### Task requirements
Each entry needs to be restated exactly as written.

--- START OF Records shown ---

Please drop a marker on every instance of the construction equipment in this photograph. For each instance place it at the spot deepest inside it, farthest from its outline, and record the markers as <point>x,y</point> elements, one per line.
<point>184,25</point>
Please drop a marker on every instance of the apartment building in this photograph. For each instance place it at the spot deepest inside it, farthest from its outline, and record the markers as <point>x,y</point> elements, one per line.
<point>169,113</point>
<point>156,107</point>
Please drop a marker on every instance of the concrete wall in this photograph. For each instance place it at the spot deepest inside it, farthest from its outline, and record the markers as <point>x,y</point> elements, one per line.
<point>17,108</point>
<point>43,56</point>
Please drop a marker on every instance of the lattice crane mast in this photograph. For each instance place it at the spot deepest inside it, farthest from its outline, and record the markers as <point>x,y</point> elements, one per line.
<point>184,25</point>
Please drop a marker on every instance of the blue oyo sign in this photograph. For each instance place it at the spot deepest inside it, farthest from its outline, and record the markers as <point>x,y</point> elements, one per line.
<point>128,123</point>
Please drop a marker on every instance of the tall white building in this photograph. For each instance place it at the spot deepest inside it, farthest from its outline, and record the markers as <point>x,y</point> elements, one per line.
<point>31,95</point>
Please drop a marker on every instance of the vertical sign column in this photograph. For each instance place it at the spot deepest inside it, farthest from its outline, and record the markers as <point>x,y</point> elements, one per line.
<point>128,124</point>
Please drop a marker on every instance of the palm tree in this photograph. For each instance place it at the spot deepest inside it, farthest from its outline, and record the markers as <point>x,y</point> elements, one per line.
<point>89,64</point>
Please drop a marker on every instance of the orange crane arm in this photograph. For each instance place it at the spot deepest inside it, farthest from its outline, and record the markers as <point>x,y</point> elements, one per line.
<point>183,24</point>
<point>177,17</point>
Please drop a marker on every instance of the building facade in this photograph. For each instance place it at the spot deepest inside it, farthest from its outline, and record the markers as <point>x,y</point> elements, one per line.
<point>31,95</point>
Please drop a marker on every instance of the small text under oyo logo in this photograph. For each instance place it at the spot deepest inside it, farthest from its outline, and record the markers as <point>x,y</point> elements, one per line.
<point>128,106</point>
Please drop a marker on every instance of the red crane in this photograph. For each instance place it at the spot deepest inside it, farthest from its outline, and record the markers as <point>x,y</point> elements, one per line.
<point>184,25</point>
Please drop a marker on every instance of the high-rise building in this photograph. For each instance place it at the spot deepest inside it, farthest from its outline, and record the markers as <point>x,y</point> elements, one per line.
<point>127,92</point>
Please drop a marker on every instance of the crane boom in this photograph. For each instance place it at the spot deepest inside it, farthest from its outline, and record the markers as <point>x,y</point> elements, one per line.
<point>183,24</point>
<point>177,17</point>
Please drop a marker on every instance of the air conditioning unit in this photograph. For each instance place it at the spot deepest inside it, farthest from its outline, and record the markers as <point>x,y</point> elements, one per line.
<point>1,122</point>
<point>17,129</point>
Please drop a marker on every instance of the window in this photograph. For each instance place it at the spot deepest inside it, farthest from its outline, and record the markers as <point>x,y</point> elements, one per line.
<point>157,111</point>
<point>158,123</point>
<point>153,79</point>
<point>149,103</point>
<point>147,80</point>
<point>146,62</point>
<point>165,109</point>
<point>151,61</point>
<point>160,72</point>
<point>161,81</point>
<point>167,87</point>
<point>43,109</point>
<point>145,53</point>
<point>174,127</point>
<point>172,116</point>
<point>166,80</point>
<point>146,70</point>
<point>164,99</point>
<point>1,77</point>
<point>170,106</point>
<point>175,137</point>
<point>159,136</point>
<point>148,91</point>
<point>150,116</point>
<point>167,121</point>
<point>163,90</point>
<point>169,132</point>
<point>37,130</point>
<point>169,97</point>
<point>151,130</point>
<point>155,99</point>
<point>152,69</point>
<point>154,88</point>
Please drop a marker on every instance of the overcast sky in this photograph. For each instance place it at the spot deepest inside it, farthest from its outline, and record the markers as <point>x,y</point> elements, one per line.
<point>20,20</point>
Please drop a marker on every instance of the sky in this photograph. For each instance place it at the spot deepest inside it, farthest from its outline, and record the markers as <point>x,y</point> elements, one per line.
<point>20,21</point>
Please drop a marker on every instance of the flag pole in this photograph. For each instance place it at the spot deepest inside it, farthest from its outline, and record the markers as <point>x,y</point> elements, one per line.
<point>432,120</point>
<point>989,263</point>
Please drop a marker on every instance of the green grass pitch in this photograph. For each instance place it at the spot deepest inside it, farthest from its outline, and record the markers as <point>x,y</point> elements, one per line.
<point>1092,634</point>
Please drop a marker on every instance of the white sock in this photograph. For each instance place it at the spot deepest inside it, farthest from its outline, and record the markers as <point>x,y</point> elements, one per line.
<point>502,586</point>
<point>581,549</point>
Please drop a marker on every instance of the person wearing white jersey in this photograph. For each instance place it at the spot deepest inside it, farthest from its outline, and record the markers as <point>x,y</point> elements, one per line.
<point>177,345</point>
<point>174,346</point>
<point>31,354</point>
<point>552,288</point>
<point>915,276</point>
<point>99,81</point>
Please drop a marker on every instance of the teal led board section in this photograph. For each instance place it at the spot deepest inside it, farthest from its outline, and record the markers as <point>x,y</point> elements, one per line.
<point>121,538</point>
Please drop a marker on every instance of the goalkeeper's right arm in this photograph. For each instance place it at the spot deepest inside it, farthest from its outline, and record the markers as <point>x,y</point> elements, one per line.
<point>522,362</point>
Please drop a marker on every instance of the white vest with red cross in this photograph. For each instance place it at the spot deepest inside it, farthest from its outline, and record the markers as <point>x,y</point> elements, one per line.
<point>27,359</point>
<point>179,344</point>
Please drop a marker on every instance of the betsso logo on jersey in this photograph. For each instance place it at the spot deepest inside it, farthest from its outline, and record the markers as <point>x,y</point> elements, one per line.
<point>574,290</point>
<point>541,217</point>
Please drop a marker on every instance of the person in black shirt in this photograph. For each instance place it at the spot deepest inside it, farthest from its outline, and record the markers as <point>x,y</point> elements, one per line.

--- END OF Records shown ---

### Output of the exercise
Please drop a marker on every instance of the construction equipment in this photograph. For each instance place it at the spot deepest inside it, farthest from its outline, and record the markers as <point>x,y</point> elements, one per line.
<point>184,25</point>
Please drop a marker on every instance of the apartment building in this photograph. For each instance place it at the spot deepest inside it, farthest from its outline, and record the markers as <point>x,y</point> elements, one per line.
<point>169,113</point>
<point>156,107</point>
Please drop a marker on every instance of the concrete wall in this photograph. For each instance place it at the spot deepest inside it, farthest from its outline, and record the markers as <point>x,y</point> elements, one per line.
<point>17,108</point>
<point>43,56</point>
Please drop a marker on every instance of the lattice crane mast in this photograph. For each instance place it at the spot deepest inside it, farthest from its outline, and record the markers as <point>x,y</point> elements, one per line.
<point>184,25</point>
Please drop a marker on every instance of the blue oyo sign in this photograph. For each instance place it at the spot deepest inside it, farthest from its outline, and record the markers as <point>x,y</point> elements, one per line.
<point>128,123</point>
Please drop a marker on every instance of the tall white building in this photograph. For each instance place it at the spot deepest inside it, farthest from its outline, and record the markers as <point>x,y</point> elements, one per line.
<point>31,95</point>
Please drop a marker on every instance of the vertical sign column in this photograph. For each instance place it at the spot deepest inside it, farthest from its outline, and record the markers as <point>x,y</point> elements, one per line.
<point>128,124</point>
Please drop a marker on every instance of the palm tree in this photograph. For each instance place it at the spot deepest inside it, farthest from its outline, and record the markers as <point>x,y</point> elements, one per line.
<point>89,64</point>
Please drop a marker on every instance of the orange crane arm in this photograph. For each instance place it at the spot deepest inside it, farthest from its outline, and record the markers as <point>x,y</point> elements, one per line.
<point>183,24</point>
<point>177,17</point>
Please drop a marker on every instance of the building facade in this photograph. For each instance place it at the spot deepest inside it, farthest from its outline, and record the markers as <point>x,y</point> elements, one per line.
<point>31,95</point>
Please drop a marker on every instance of the small text under oyo logo in this photograph. For each instance place it at the spot deepest inside it, farthest from its outline, and record the markers as <point>x,y</point> elements, one per line.
<point>128,106</point>
Please drop a marker on every instance of the red crane in this photograph. For each instance place it at the spot deepest inside it, farthest from its outline, and record the markers as <point>x,y</point> elements, one per line.
<point>184,25</point>
Please drop a marker on every instance of the high-rise building in this photograph. For each instance place it at the spot deepest inside it, farthest from its outline, and record the markers as <point>x,y</point> elements, one per line.
<point>127,92</point>
Please drop a marker on every instance of the crane boom in this photograph. For each instance place it at the spot deepest inside it, farthest from its outline, and record the markers as <point>x,y</point> elements, one per line.
<point>183,24</point>
<point>177,17</point>
Please drop a marker on every instance of the air conditioning unit in this photograph. For each instance place it at the spot deepest inside it, farthest from its outline, and record the markers as <point>x,y</point> elements, one per line.
<point>1,122</point>
<point>17,129</point>
Please drop a marker on every instance of the window in this photograph. For each instance place it at the spot deepest inside it, farthest from its outline, and record the markers as <point>x,y</point> elements, one per line.
<point>157,111</point>
<point>158,123</point>
<point>153,79</point>
<point>149,103</point>
<point>147,80</point>
<point>146,62</point>
<point>165,109</point>
<point>151,61</point>
<point>160,72</point>
<point>161,81</point>
<point>167,87</point>
<point>43,109</point>
<point>145,53</point>
<point>174,127</point>
<point>172,116</point>
<point>166,80</point>
<point>146,70</point>
<point>164,99</point>
<point>1,77</point>
<point>170,106</point>
<point>175,137</point>
<point>159,136</point>
<point>148,91</point>
<point>150,116</point>
<point>167,121</point>
<point>163,90</point>
<point>169,132</point>
<point>37,130</point>
<point>169,97</point>
<point>151,130</point>
<point>155,99</point>
<point>152,69</point>
<point>154,88</point>
Please drop a marker on every instance of the overcast sky in this photograph. For each instance place it at the spot deepest inside it, farthest from its outline, and record the markers as <point>x,y</point> elements, one per line.
<point>20,20</point>
Please drop a marker on every instance of the sky in this photograph. For each instance place it at the spot deepest inside it, farthest from its outline, and record the markers as <point>x,y</point> elements, one per line.
<point>20,21</point>
Please drop a marker on every instance of the flag pole in this photograph. For each instance place it at the spot deepest inside it, farthest from its outline, and record the markers as <point>x,y</point> elements, one per line.
<point>432,120</point>
<point>989,263</point>
Please drop a marker on every instance of the green grass pitch in this photograph. For each instance place it at the spot deepest inside it, farthest from its outline, and record the markers as <point>x,y</point> elements, one per line.
<point>1092,634</point>
Please drop a marker on every instance of the white sock in this photograph. For each instance place it at the spot deepest inside it, farthest from its outline, and record the markers as <point>x,y</point> elements, one per line.
<point>502,586</point>
<point>581,549</point>
Please drop a marker on every instance of the person wearing white jersey in this photograph. For each instance place it at the spot deepest inside it, farthest from its outline, and record the markers as <point>x,y</point> elements, one per line.
<point>177,345</point>
<point>174,346</point>
<point>31,354</point>
<point>552,288</point>
<point>915,276</point>
<point>99,81</point>
Please drop a marker on every instance of the teal led board section in this photograph. For each instance place it at the spot deepest inside it, farthest from its outline, and record the markers as <point>x,y</point> elements, one per line.
<point>121,538</point>
Please drop a marker on every instance of the goalkeeper's right arm in this photograph. For each instance place it at the spot deepest inside it, farthest from its outline, and record the markers as <point>x,y</point> elements, one per line.
<point>522,362</point>
Please drop a marker on every instance of the white vest with red cross in this photograph. For each instance place it at the spot deepest inside it, farthest from its outline, and record the markers as <point>x,y</point> elements, one per line.
<point>27,359</point>
<point>179,344</point>
Please drop a marker on every instance of the betsso logo on jersey in this photograph. For each instance place it at the spot deepest inside it, farthest from its outline, and record the markers as <point>x,y</point> elements, one per line.
<point>574,290</point>
<point>541,217</point>
Please drop a marker on every instance of the person in black shirt in this photograph. For each instance place it at the spot deepest inside it, farthest from its outline, and record the markers as <point>x,y</point> elements, one per line.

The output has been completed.